§ **Work instruction**
Should any entry seem unclear, still set it down exactly as given, along with all the others.

━━ Provided data

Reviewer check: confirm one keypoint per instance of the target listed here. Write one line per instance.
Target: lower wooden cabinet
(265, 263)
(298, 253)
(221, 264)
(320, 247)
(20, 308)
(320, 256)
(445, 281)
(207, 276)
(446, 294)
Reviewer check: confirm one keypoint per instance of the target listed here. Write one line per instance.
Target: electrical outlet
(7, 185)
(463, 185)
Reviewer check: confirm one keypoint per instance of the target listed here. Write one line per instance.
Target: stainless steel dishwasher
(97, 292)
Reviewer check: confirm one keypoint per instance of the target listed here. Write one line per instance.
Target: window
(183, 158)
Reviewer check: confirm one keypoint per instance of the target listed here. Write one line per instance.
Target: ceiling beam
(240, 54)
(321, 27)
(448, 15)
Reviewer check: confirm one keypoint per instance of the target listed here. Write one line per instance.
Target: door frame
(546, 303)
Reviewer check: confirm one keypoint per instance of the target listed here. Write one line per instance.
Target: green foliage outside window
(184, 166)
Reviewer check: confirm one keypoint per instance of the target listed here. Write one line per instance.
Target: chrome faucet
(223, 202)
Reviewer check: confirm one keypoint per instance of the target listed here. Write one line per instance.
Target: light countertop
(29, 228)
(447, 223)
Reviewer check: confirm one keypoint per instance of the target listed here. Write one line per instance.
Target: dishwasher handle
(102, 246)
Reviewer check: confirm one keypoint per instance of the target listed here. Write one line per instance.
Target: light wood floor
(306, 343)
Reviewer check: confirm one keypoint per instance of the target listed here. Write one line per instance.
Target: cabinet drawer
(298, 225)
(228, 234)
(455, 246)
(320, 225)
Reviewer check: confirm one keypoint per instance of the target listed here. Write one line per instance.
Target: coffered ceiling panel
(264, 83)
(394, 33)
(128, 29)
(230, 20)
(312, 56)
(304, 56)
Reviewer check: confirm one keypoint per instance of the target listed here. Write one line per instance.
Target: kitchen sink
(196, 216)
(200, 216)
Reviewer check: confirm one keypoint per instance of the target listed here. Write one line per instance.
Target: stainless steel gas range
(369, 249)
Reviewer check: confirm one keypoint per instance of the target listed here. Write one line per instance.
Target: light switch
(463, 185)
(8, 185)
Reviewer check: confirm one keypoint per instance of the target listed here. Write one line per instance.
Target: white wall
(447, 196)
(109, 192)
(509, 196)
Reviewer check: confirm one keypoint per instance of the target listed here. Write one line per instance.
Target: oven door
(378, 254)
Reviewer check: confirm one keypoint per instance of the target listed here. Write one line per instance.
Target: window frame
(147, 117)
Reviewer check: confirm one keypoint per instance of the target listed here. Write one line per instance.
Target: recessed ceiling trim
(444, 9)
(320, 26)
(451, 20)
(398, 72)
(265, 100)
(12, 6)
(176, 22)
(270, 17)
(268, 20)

━━━━

§ **Response to this exercise**
Reviewer check: confirm one keypoint per instance of the target listed here. Write one line per instance.
Target: lower wooden cabinet
(265, 263)
(298, 253)
(221, 264)
(320, 247)
(20, 308)
(320, 256)
(445, 281)
(207, 276)
(446, 294)
Reviewer check: confirm one keypoint per instance of the target listed here. Write one line per instance.
Target: electrical outlet
(7, 185)
(463, 185)
Reviewer check: confirm one keypoint per instance of the target listed here. Write one line per instance.
Target: stainless steel dishwasher
(97, 292)
Reviewer check: confirm one keypoint per instance of the target listed here. Write one line per instance.
Target: window
(183, 158)
Reviewer check: confirm one keypoint per instance of the target listed here. Write one line per instance.
Target: ceiling beam
(240, 54)
(321, 27)
(448, 15)
Reviewer check: confirm one keypoint per instance of the target listed here. Write one line per instance.
Target: door frame
(546, 303)
Reviewer check: confirm one keypoint per instance of the target listed here. Write one line per instance.
Target: green foliage outside window
(184, 166)
Reviewer check: confirm one keypoint per instance of the target listed here. Write one line per instance.
Target: chrome faucet
(223, 202)
Reviewer check: confirm one keypoint per instance of the target listed here. Write one line per instance.
Target: light countertop
(29, 228)
(447, 223)
Reviewer check: confirm one keypoint per instance of the target listed here. Write one line per instance.
Target: dishwasher handle
(102, 246)
Reviewer check: confirm one keypoint per instance of the target listed here. Write one line per instance.
Target: light wood floor
(306, 343)
Reviewer check: confirm one keypoint per instance of the target listed here. Write one line per instance.
Target: cabinet drawer
(298, 225)
(228, 234)
(455, 246)
(320, 225)
Reviewer check: confirm one keypoint per instance of the target listed here. Write one line per instance.
Target: coffered ceiling panel
(264, 83)
(394, 33)
(128, 29)
(230, 20)
(312, 56)
(304, 56)
Reviewer check: confirm one keypoint per instance of the target listed here. Write one line per instance.
Target: kitchen sink
(196, 216)
(200, 216)
Reviewer check: confirm one keypoint per instance of the target listed here. Write one line per instance.
Target: stainless steel gas range
(369, 249)
Reviewer check: confirm one keypoint per instance of the target listed here. Write one line per instance.
Target: light switch
(463, 185)
(8, 185)
Reviewer check: confirm one keypoint per instance of the target listed here. Write one line per instance.
Target: white wall
(447, 196)
(109, 192)
(509, 196)
Reviewer check: confirm one keypoint per instance of the target listed here. Write one line per instance.
Target: oven door
(378, 254)
Reviewer check: confirm one keypoint per instance of the target listed here. Write one line per instance.
Target: window frame
(147, 117)
Reviewer check: confirm one keypoint per instance of the target listed here. Write one line per instance.
Target: recessed ceiling trim
(444, 9)
(320, 26)
(451, 20)
(398, 72)
(265, 100)
(12, 6)
(176, 22)
(270, 17)
(268, 20)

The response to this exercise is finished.